# Exercise requirements
[1] Decide whether each statement below agrees with the article on Syrian refugees in the Netherlands. Answer yes or no for each, and quote the words of the article that decide it.
(a) The SCP spoke to 44 000 Syrians who got refugee status between January 2014 and July 2016.
(b) Most Syrian migrants told the SCP that they did not feel at home in the Netherlands.
(c) About half of Syrian migrants met their civic integration obligation.
[2] Sum up the article on Syrian refugees in the Netherlands in two sentences.
[3] In the article on Syrian refugees in the Netherlands, reproduce word for word everything from "Jaco Dagevos of" down to "Scientific American reported.".

[Opening Study text section]

Almost half of Syrian migrants suffer from mental illness Dutch study shows
More than 40 percent of Syrian asylum applicants in the Netherlands have psychological problems like depression and anxiety or worse, according to a study by the Dutch social and cultural planning office SCP.
Published: June 15, 2018, 8:58 am
Despite suffering from mental challenges, they almost never turn to health care for help. The SCP spoke to 44 000 Syrians who were given refugee status in the Netherlands between January 2014 and July 2016, ANP reported.
Dutch media have often called such migrants “confused” but the problem is much more serious.
The percentage of Syrian refugees with mental health problems is much higher than the average in the Netherlands. “Among the general population in the Netherlands, this percentage is around 13 percent”, the SCP said. “Syrian refugees, however, make much less use of mental health care than the general population.”
Although Dutch authorities claim these migrants have mental health problems as a result of having escaped dire circumstances, they have not yet examined the effect of the lack of integration and the cultural divide in Dutch society.
According to the researchers, most migrants suffered many hardships before arriving in the Netherlands. “The refugees who fled over land spent an average of one year on their way to the Netherlands. A quarter of those who fled (partly) over land say that they slept outside and usually had insufficient food and clean drinking water”, the SCP said. “In addition, three quarters were victims of abuse, extortion or shipwreck. Three quarters of refugees never felt safe during their flight to the Netherlands.”
Some 83 percent of Syrian migrants came to The Netherlands aided by human traffickers, and the overwhelming majority of them have entered into debt to pay for the crossing. The vast majority of Syrian migrants living in the Netherlands with psychiatric problems, according to the research, took an average of one year to get there. The SCP report said three-quarters were also victims of abuse or blackmail and a large number were shipwrecked.
But even though they suffer from severe mental problems, more than 75 percent of Syrian migrants in the Netherlands told the SCP that they felt at home in the country. On average they say their lives had improved in 8.5 out of 10 cases.
Some 93 percent expect to still live in the Netherlands after five years, if they can’t return to Syria. A fifth would return to Syria if that were possible. Over half never want to go back, and a quarter have not yet decided.
Alarmingly however, only a tenth of Syrian migrants met their civic integration obligation. The SCP also found that 78 percent do not have a paid job. Those who work, have jobs that are mainly short-term unskilled positions.
Jaco Dagevos of the SCP told Dutch state broadcaster NOS that previous research indicated that after a period of optimism, migrants become more negative, and find it hard to integrate into Dutch society.
Dutch government ministers said they were concerned about the number of Syrian refugees with psychiatric problems and planned to look into improving mental health services at asylum centres as there have been several recent violent attacks involving Syrian migrants.
Research shows that refugees and migrants are also at an increased risk of developing schizophrenia, The Scientific American reported.
A 2005 meta-analysis of studies performed mostly in northern Europe showed that first- and second-generation migrants were at much greater risk of schizophrenia than non-migrants—and that those from developing countries were more at risk than those from developed ones.

[Closing Study text section]
[Opening Material supplied section]

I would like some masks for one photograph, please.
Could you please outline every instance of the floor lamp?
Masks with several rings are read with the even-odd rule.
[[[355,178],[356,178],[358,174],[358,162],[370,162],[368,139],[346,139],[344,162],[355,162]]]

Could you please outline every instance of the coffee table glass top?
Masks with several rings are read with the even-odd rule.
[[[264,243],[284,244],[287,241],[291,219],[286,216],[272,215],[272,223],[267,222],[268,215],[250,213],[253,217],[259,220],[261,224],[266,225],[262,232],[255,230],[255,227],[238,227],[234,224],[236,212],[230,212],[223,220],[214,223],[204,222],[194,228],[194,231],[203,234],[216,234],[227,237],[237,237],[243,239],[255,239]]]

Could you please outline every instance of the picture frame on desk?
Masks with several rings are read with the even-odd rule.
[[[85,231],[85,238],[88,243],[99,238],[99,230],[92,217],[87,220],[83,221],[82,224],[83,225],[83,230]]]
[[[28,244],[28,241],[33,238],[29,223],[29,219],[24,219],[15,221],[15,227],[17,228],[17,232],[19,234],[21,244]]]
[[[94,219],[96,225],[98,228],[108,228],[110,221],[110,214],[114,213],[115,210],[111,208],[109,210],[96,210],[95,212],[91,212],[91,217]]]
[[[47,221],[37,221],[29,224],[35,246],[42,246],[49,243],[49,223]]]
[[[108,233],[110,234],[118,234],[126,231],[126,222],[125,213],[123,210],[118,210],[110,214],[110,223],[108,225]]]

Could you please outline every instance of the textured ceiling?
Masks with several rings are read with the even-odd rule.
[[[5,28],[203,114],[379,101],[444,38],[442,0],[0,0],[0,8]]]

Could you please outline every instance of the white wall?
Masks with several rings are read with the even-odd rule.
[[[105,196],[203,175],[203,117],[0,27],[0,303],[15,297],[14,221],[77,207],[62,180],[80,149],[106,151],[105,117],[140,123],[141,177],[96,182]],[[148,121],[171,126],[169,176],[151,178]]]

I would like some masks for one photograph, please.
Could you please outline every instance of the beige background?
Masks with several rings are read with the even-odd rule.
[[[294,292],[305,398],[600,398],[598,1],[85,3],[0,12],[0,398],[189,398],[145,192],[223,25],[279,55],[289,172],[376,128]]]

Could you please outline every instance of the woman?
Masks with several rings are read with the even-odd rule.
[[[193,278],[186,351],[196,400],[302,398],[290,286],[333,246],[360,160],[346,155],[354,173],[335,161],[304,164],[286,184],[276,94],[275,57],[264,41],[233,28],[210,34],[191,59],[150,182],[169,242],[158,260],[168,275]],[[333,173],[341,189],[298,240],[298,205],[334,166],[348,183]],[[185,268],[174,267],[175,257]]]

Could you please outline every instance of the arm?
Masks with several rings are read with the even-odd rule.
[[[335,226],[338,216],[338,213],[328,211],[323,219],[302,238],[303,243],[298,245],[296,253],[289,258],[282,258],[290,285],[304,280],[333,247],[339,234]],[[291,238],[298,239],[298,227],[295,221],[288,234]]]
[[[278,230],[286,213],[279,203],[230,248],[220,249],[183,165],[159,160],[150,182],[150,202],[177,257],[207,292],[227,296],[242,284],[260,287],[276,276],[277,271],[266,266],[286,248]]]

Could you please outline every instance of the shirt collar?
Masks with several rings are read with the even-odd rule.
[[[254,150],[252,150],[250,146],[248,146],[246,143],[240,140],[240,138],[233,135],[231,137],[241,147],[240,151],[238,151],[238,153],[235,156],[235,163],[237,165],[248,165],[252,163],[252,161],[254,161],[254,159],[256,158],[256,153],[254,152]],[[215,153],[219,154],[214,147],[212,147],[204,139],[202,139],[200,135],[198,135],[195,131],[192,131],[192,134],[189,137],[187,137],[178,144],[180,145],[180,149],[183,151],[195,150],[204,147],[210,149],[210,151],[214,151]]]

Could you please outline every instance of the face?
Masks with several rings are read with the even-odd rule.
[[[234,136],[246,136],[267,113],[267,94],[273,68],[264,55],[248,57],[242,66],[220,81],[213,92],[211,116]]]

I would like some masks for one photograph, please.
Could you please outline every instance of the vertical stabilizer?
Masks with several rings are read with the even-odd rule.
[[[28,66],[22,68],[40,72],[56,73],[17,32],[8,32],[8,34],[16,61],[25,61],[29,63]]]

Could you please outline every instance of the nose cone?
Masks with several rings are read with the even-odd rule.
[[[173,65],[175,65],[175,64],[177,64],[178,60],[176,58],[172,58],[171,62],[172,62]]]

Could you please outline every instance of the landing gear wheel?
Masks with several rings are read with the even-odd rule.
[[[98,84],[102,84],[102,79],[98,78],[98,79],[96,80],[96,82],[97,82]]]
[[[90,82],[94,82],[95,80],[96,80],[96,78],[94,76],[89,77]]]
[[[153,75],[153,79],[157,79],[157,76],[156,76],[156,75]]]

[Closing Material supplied section]

# Results for each task
[1]
(a) Yes: "The SCP spoke to 44 000 Syrians who were given refugee status in the Netherlands between January 2014 and July 2016"
(b) No: "more than 75 percent of Syrian migrants in the Netherlands told the SCP that they felt at home in the country"
(c) No: "only a tenth of Syrian migrants met their civic integration obligation"

[2] A study by the Dutch planning office SCP found that more than 40 percent of Syrian asylum applicants in the Netherlands have psychological problems such as depression and anxiety, far above the roughly 13 percent in the general population, yet they almost never turn to health care for help. Most suffered many hardships on the way, and although more than 75 percent said they felt at home, only a tenth had met their civic integration obligation and 78 percent had no paid job.

[3]
Jaco Dagevos of the SCP told Dutch state broadcaster NOS that previous research indicated that after a period of optimism, migrants become more negative, and find it hard to integrate into Dutch society.
Dutch government ministers said they were concerned about the number of Syrian refugees with psychiatric problems and planned to look into improving mental health services at asylum centres as there have been several recent violent attacks involving Syrian migrants.
Research shows that refugees and migrants are also at an increased risk of developing schizophrenia, The Scientific American reported.